▶ _WHAT YOU WILL DO_:
Reproduce the entries exactly.

▶ _RECORDS FOR THIS EXERCISE_:
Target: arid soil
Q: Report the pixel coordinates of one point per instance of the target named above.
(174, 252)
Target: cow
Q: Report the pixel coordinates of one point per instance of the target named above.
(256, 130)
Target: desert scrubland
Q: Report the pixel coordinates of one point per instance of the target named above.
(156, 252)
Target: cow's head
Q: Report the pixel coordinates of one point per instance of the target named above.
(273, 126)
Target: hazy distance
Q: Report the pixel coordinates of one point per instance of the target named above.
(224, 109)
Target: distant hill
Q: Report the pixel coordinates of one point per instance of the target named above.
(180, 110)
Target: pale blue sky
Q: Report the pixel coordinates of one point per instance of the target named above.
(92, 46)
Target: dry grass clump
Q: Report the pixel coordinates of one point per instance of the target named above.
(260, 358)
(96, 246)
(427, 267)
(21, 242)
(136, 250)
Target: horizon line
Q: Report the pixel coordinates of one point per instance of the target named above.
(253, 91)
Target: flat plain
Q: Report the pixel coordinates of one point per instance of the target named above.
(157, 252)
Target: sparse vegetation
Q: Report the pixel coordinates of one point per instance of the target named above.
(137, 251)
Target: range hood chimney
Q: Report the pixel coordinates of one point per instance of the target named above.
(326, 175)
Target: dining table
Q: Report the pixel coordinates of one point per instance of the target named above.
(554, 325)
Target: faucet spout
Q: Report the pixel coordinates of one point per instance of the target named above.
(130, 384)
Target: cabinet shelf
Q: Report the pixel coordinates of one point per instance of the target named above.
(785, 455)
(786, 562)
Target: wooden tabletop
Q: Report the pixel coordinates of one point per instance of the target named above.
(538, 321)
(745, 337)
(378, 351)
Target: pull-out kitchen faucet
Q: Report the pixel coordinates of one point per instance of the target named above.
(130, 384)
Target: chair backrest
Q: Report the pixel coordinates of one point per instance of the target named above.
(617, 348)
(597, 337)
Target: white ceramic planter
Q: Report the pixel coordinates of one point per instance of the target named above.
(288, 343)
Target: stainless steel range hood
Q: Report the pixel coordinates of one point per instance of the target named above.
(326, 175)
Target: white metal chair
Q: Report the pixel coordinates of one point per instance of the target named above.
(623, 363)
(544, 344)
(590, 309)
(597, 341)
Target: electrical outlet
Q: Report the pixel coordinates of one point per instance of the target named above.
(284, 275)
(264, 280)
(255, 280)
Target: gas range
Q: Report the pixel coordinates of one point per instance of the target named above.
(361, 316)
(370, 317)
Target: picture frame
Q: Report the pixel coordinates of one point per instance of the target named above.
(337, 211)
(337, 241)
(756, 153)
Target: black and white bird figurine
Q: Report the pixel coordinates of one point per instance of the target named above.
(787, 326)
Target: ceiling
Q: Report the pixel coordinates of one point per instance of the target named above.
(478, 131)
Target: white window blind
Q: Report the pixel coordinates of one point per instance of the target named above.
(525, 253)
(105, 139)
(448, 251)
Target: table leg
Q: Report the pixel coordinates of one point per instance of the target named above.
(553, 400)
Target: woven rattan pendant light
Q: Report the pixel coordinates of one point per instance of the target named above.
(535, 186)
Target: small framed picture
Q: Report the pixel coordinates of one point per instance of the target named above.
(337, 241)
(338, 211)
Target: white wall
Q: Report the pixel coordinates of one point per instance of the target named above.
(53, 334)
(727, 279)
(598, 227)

▶ _TASK SOLUTION_:
Target: arid soil
Q: Report the pixel coordinates of one point per instance of the target named above.
(174, 252)
Target: cow
Q: Report the pixel coordinates of one point per instance of the target named above.
(256, 130)
Target: desert scrubland
Q: Report the pixel coordinates of one point per instance of the target named above.
(156, 252)
Target: cow's head
Q: Report the pixel coordinates of one point per instance of the target named above.
(273, 126)
Target: hazy distance
Q: Report the pixel coordinates of one point per instance of the target named above.
(224, 109)
Target: distant hill
Q: Report the pixel coordinates of one point per instance of the target named above.
(180, 110)
Target: pale blue sky
Q: Report the pixel coordinates of one point per instance of the target named above.
(92, 46)
Target: dry grass clump
Q: Report the pixel coordinates of one point per instance of the target named above.
(260, 358)
(96, 246)
(427, 267)
(21, 242)
(136, 250)
Target: horizon line
Q: Report the pixel coordinates of one point per instance of the target named above.
(253, 91)
Target: flat plain
Q: Report the pixel coordinates of one point per instance of the target named above.
(157, 252)
Target: sparse vegetation
Q: Report the pixel coordinates of one point per instance of the target named above.
(137, 251)
Target: range hood chimney
Q: Report the pixel coordinates of one point per instance of the target named above.
(326, 175)
Target: dining table
Q: Report the pixel coordinates of one point per instance of the target named above.
(554, 325)
Target: faucet spout
Q: Report the pixel coordinates of one point per instance of the target named above.
(130, 384)
Target: cabinet shelf
Q: Report the pixel coordinates of one point per instance of the target named above.
(785, 455)
(786, 562)
Target: wooden tabletop
Q: Report the pixel coordinates of one point per instance of the target named above.
(538, 321)
(745, 337)
(378, 351)
Target: pull-out kitchen faucet
Q: Report the pixel coordinates of one point per instance of the target named above.
(130, 384)
Target: chair backrest
Q: Report the pixel coordinates of one point per instance of the target named above.
(617, 348)
(597, 337)
Target: white ceramic planter
Q: Report the pixel coordinates of one point per instance of the target named above.
(288, 343)
Target: stainless steel range hood
Q: Report the pixel coordinates of one point per instance of the target named above.
(326, 175)
Target: white metal chair
Q: Report the pixel coordinates of one point per instance of the target named above.
(623, 363)
(544, 344)
(590, 309)
(597, 341)
Target: electrical outlet
Q: Report the pixel coordinates of one point per instance of the target named above.
(284, 275)
(264, 280)
(255, 280)
Target: gas range
Q: Report the pixel coordinates of one point per instance of the target named above.
(361, 316)
(370, 317)
Target: picture frame
Q: Report the pixel coordinates of one point per instance of the target named above.
(337, 211)
(337, 241)
(756, 153)
Target: black and white bird figurine
Q: Report the pixel coordinates of one point per instance of the target named above.
(787, 326)
Target: ceiling
Q: Report the pixel coordinates of one point per instance of the target named above.
(478, 131)
Target: white window blind
Q: Report the pixel coordinates of one point per instance of the target named above.
(525, 253)
(105, 139)
(448, 251)
Target: table leg
Q: Report the pixel coordinates of one point per instance of the target named above.
(553, 400)
Target: woven rattan pendant light
Q: Report the pixel coordinates of one point per instance of the target named above.
(535, 186)
Target: small framed picture
Q: Report the pixel coordinates of one point per instance of the target named above.
(337, 241)
(338, 211)
Target: white wall
Q: Report the pixel coordinates of one point per instance of the target named above.
(53, 334)
(727, 279)
(598, 227)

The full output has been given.